What is being asked: Each entry must be output once more without any change.

(Spatial localization data)
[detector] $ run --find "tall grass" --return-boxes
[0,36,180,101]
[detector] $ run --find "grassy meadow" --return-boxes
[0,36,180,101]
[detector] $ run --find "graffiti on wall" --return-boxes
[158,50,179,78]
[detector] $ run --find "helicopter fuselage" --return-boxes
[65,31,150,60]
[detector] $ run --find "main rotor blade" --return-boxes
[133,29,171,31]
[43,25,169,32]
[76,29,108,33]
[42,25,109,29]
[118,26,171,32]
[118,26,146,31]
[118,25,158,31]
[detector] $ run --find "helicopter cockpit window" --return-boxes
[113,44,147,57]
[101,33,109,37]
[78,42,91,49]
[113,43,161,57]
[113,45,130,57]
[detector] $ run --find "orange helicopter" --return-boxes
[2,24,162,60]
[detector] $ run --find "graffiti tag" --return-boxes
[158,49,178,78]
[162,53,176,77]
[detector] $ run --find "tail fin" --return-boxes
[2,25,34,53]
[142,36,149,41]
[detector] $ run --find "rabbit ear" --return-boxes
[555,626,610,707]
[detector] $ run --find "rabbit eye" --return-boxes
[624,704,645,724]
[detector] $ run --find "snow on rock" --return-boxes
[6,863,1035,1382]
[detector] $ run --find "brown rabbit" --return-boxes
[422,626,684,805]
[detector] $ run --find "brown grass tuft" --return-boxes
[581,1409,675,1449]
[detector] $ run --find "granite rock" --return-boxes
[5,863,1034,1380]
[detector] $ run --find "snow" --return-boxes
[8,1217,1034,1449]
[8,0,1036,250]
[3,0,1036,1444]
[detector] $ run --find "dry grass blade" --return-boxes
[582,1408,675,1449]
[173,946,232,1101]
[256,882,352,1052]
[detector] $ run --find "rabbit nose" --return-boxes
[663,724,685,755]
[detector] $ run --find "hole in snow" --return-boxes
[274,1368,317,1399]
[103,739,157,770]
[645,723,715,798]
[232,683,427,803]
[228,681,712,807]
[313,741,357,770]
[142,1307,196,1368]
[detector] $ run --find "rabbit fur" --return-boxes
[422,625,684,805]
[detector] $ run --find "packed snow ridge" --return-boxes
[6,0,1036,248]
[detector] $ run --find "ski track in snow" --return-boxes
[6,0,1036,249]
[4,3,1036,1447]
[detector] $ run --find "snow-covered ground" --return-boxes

Solution to the exercise:
[detector] $ run --find "tall grass" --return-boxes
[0,36,180,101]
[detector] $ run --find "grassy meadow" --return-boxes
[0,36,180,101]
[detector] $ run --find "graffiti on wall" --return-boxes
[158,50,179,78]
[detector] $ run --find "helicopter fuselage" --return-boxes
[65,31,150,60]
[detector] $ run --find "main rotor blade" --return-boxes
[133,29,171,31]
[43,25,169,32]
[76,29,108,33]
[42,25,109,29]
[118,26,171,32]
[118,26,146,31]
[118,25,158,31]
[detector] $ run --find "helicopter cockpit window" --return-boxes
[113,44,147,57]
[101,33,109,37]
[78,42,91,49]
[113,43,161,57]
[113,45,130,57]
[detector] $ run --find "orange helicopter" --return-boxes
[2,24,162,60]
[detector] $ run --find "graffiti tag" --return-boxes
[158,49,178,78]
[162,53,176,77]
[detector] $ run --find "tail fin" --return-boxes
[2,25,34,53]
[142,36,149,41]
[detector] $ run --find "rabbit ear" --return-boxes
[555,626,610,707]
[detector] $ run --find "rabbit eye" --return-boxes
[624,704,645,724]
[detector] $ run --find "snow on rock" --return-boxes
[6,863,1035,1382]
[detector] $ run --find "brown rabbit" --return-boxes
[422,626,684,805]
[detector] $ run --find "brown grass tuft" --return-boxes
[581,1409,675,1449]
[detector] $ run --find "granite rock" --return-boxes
[5,863,1034,1380]
[detector] $ run --find "snow" --return-boxes
[8,1217,1034,1449]
[8,0,1036,250]
[3,0,1036,1444]
[detector] $ run --find "dry grass blade" --return-boxes
[582,1408,675,1449]
[173,946,232,1101]
[256,882,352,1052]
[detector] $ run --find "rabbit nose" --return-boxes
[663,724,685,755]
[detector] $ run --find "hole in snow" --return-boxes
[274,1368,317,1399]
[103,739,157,770]
[645,723,715,798]
[232,683,427,803]
[228,681,712,807]
[313,741,357,770]
[142,1307,196,1368]
[detector] $ run --find "rabbit fur" --return-boxes
[422,625,684,805]
[detector] $ run --find "packed snow ridge" --return-boxes
[6,0,1036,248]
[detector] $ run --find "ski track in snow" --return-boxes
[6,0,1036,249]
[4,3,1036,1447]
[detector] $ run --find "snow-covered ground" --return-boxes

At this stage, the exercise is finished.